-- INPUT MATERIAL start --

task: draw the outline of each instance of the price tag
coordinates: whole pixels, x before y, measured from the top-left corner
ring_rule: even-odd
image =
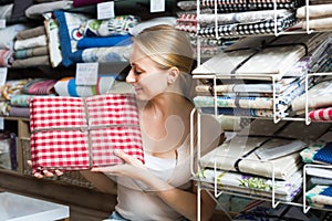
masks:
[[[0,19],[0,29],[4,29],[4,28],[6,28],[6,20]]]
[[[149,12],[163,12],[165,11],[165,0],[151,0]]]
[[[76,85],[96,85],[98,63],[77,63],[76,64]]]
[[[114,18],[114,17],[115,17],[114,1],[97,3],[97,19],[98,20],[110,19],[110,18]]]
[[[8,67],[0,67],[0,86],[6,84]]]
[[[4,119],[0,117],[0,129],[4,129]]]

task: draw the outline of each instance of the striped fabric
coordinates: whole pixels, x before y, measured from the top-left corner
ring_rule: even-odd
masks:
[[[133,94],[38,96],[30,103],[33,172],[122,164],[114,149],[144,161]]]
[[[332,120],[332,107],[311,110],[308,116],[311,122]]]

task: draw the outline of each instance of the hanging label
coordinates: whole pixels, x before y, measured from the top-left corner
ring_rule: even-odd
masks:
[[[110,18],[114,18],[114,17],[115,17],[114,1],[97,3],[97,19],[98,20],[110,19]]]
[[[6,20],[0,19],[0,29],[4,29],[4,28],[6,28]]]
[[[165,11],[165,0],[151,0],[149,12],[163,12]]]
[[[0,117],[0,129],[4,129],[4,119],[3,117]]]
[[[96,85],[98,63],[77,63],[76,64],[76,85]]]
[[[0,67],[0,86],[3,86],[7,81],[8,67]]]

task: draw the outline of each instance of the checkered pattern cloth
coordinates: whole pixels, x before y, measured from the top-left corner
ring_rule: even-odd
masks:
[[[204,8],[215,9],[215,0],[200,0]],[[304,0],[277,0],[277,9],[297,9],[304,6]],[[217,0],[217,12],[242,12],[271,10],[274,8],[274,0]]]
[[[277,19],[277,32],[281,32],[293,25],[297,21],[295,14]],[[249,23],[234,23],[216,27],[207,27],[198,30],[197,34],[204,38],[216,38],[216,31],[219,36],[245,36],[255,34],[274,33],[274,20],[266,20]]]
[[[33,172],[123,164],[114,149],[144,162],[133,94],[35,96],[30,104]]]

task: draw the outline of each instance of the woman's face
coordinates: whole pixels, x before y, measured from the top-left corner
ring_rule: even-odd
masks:
[[[131,65],[126,82],[134,86],[137,99],[149,101],[168,87],[167,70],[159,69],[153,60],[141,52],[135,43],[131,54]]]

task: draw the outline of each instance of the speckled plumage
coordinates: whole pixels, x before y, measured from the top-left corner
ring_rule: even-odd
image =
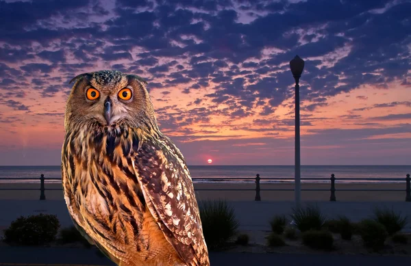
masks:
[[[77,229],[119,265],[210,265],[190,172],[158,129],[145,81],[109,70],[73,80],[62,172]],[[102,98],[83,104],[90,85]],[[113,98],[117,118],[105,124],[93,105],[126,86],[134,90],[132,101]]]

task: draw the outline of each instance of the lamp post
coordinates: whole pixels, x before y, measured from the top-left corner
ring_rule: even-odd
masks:
[[[295,79],[295,207],[299,209],[301,205],[301,170],[300,170],[300,132],[299,132],[299,78],[301,77],[301,73],[304,69],[304,60],[301,59],[298,55],[290,61],[290,68],[292,72],[294,79]]]

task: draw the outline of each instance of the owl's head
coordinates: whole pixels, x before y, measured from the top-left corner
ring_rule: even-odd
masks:
[[[141,77],[120,71],[84,73],[75,81],[67,100],[64,125],[86,125],[98,122],[103,127],[122,121],[140,127],[157,126],[153,104]]]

-- INPUT MATERIAL end --

• _EXERCISE_
Reproduce every row above line for line, without any change, and leave the pictures out.

• _THE ANSWER_
task: draw the outline of each instance of the price tag
coordinates: whole pixels, x before y, measured from the top-left corner
ring_rule: even-odd
image =
masks:
[[[0,19],[0,29],[4,29],[4,28],[6,28],[6,20]]]
[[[149,12],[163,12],[165,11],[165,0],[151,0]]]
[[[76,85],[96,85],[98,63],[77,63],[76,64]]]
[[[114,18],[114,17],[115,17],[114,1],[97,3],[97,19],[98,20],[110,19],[110,18]]]
[[[8,67],[0,67],[0,86],[6,84]]]
[[[4,119],[0,117],[0,129],[4,129]]]

task: draw the outline of each instance of the striped fabric
coordinates: whole pixels, x before y, measured from the top-left corner
ring_rule: even-odd
masks:
[[[133,94],[38,96],[30,103],[33,172],[122,164],[114,149],[144,161]]]
[[[332,120],[332,107],[311,110],[308,116],[311,122]]]

task: draw the outline of each instance of the hanging label
coordinates: whole pixels, x before y, measured from the top-left corner
ring_rule: even-odd
masks:
[[[110,18],[114,18],[114,17],[115,17],[114,1],[97,3],[97,19],[98,20],[110,19]]]
[[[6,20],[0,19],[0,29],[4,29],[4,28],[6,28]]]
[[[165,11],[165,0],[151,0],[149,12],[163,12]]]
[[[0,117],[0,129],[4,129],[4,119],[3,117]]]
[[[96,85],[98,63],[77,63],[76,64],[76,85]]]
[[[0,67],[0,86],[3,86],[7,81],[8,67]]]

task: draw the outline of each instance of the checkered pattern cloth
coordinates: whole pixels, x before y, measured from the top-left corner
ring_rule: even-odd
masks:
[[[204,8],[215,9],[215,0],[200,0]],[[304,0],[277,0],[277,9],[297,9],[304,6]],[[217,0],[217,12],[242,12],[271,10],[274,8],[274,0]]]
[[[277,19],[277,32],[281,32],[293,25],[297,21],[295,14]],[[249,23],[234,23],[216,27],[207,27],[198,30],[197,34],[204,38],[216,38],[216,31],[219,36],[245,36],[255,34],[274,33],[274,20],[266,20]]]
[[[33,172],[123,164],[114,149],[144,162],[133,94],[35,96],[30,104]]]

task: draw the outline of each instance of the woman's face
coordinates: whole pixels, x before y, measured from the top-left corner
ring_rule: even-odd
masks:
[[[131,65],[126,82],[134,86],[137,99],[149,101],[168,87],[167,70],[159,69],[153,60],[141,52],[135,43],[131,54]]]

task: draw the outline of each instance of the speckled plumage
coordinates: whole pixels, x before y, measured from the top-left corner
ring_rule: even-odd
image =
masks:
[[[77,229],[119,265],[210,265],[190,172],[158,129],[145,81],[109,70],[73,80],[62,172]],[[102,98],[83,104],[90,85]],[[113,98],[117,118],[105,124],[93,105],[126,86],[134,90],[132,101]]]

task: draw the outline of each instance of the lamp post
coordinates: whole pixels, x before y, measured from the top-left corner
ring_rule: even-odd
masks:
[[[295,79],[295,207],[299,209],[301,205],[301,170],[300,170],[300,132],[299,132],[299,78],[301,77],[301,73],[304,69],[304,60],[301,59],[298,55],[290,61],[290,68],[292,72],[294,79]]]

task: draw the outline of each instance of the owl's head
coordinates: whole pixels, x before y, measured from the top-left corner
ring_rule: even-odd
masks:
[[[141,77],[120,71],[84,73],[75,81],[67,100],[64,125],[86,125],[98,122],[103,127],[122,121],[140,127],[157,126],[153,104]]]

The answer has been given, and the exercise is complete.